**Text block**:
────
[Swan-dev] FOR_EACH_LIST_ENTRY_

D. Hugh Redelmeier hugh at mimosa.com
Sun Dec 9 17:59:17 UTC 2018


I find this macro almost impenetrable.

I think that this is mainly due to it being contorted to make it look like 
the head of a for statement: the code to be iterated over follows the 
macro invocation.

If we passed that code to the macro, I think that the macro could be a lot 
simpler and clearer.

Here's my stab at it.  Perhaps I've misunderstood something about the 
original and thus may have it wrong.

Comments?
────
**Raw data**:

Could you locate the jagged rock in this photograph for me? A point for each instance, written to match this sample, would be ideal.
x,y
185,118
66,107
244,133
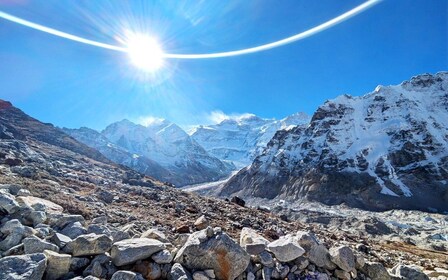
────
**Requirement**: In the mailing-list post about the FOR_EACH_LIST_ENTRY_ macro, what is the macro said to be contorted to look like?

**Solution**: The head of a for statement.